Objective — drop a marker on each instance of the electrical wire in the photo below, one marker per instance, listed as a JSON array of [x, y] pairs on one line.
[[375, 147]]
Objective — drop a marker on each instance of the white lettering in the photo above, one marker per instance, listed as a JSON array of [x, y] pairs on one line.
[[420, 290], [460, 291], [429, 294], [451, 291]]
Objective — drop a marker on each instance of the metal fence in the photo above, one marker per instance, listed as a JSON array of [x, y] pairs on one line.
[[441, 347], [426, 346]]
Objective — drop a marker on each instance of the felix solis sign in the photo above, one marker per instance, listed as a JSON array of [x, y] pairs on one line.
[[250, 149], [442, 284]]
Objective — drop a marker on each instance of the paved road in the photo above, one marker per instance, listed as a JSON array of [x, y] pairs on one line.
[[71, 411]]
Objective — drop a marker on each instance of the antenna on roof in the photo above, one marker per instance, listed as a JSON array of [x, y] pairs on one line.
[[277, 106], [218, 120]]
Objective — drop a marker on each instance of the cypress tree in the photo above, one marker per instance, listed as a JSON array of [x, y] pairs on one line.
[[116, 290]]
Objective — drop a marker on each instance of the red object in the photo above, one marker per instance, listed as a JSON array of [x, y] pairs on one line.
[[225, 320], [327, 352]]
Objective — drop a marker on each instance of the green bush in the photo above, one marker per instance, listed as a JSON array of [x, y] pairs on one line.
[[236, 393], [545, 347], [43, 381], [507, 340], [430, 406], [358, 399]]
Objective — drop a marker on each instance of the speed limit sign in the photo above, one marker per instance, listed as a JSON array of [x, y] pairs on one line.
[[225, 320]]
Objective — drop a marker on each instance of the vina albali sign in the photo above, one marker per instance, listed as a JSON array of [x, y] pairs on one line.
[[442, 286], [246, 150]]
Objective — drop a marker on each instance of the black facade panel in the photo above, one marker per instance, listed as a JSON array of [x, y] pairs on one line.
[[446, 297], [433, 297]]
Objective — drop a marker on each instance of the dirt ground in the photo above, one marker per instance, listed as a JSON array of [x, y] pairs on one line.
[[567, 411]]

* * *

Copy every line of the material above word for word, changing nothing.

» **ANSWER TO THIS EXERCISE**:
Objective — drop a marker on each instance of the electrical wire in the photo below, one marker per instance, listed as a JSON array of [x, y] pairs on one line.
[[375, 147]]
Objective — drop a marker on each instance of the white lettering in the photo above, one marker per instance, listed as a JSON array of [x, y] pairs on one line.
[[420, 290], [460, 291], [429, 294], [451, 291]]
Objective — drop a marker on each instance of the metal fence in the photo above, one marker per instance, listed as a JSON array of [x, y] pairs on one line.
[[441, 347], [426, 346]]
Objective — drop a marker on each instance of the felix solis sign in the photo above, one marker per instance, listed as a JSON array of [x, y] pairs on one line.
[[250, 149], [442, 284]]
Objective — drop a marker on each instance of the paved road in the photo above, one marker per instance, listed as a JSON array of [x, y] pairs on one line.
[[71, 411]]
Objective — drop a marker on each instance of the antenna on roof in the photo above, one marker per instance, listed as a JSON array of [x, y] pairs on one line.
[[277, 106], [218, 120]]
Objective — drop a marker on each instance of the cypress tree in the photo above, one marker per instance, listed as a JSON array of [x, y] pairs on one line.
[[116, 290]]
Objective — drop a marker on each instance of the red object in the photo above, one marker per instance, listed as a JSON array of [x, y] pairs on one line.
[[225, 320], [327, 352]]
Objective — drop a marker on each instance of the green bush in the photo above, one marker per instance, listed as a JSON array of [x, y] pairs on one line.
[[236, 393], [545, 347], [43, 381], [507, 340], [430, 406], [358, 399]]
Objective — drop a marker on each instance of the speed limit sign in the photo above, one marker per instance, listed as a JSON array of [x, y] pairs on one line.
[[225, 320]]
Objective — drop a marker on each instance of the vina albali sign in the photo above, one marker per instance, listed as a JSON array of [x, y] pairs on one line.
[[442, 286], [246, 150]]
Objective — drop a marker on each instance of the black facade panel in the photo above, one marker per instance, listed as a JSON array of [x, y] pairs on one line.
[[446, 297], [433, 297]]
Objective — drop a marker on each instance of the dirt ground in the photo above, one marker per instance, listed as a JSON array of [x, y] pairs on one line.
[[567, 411]]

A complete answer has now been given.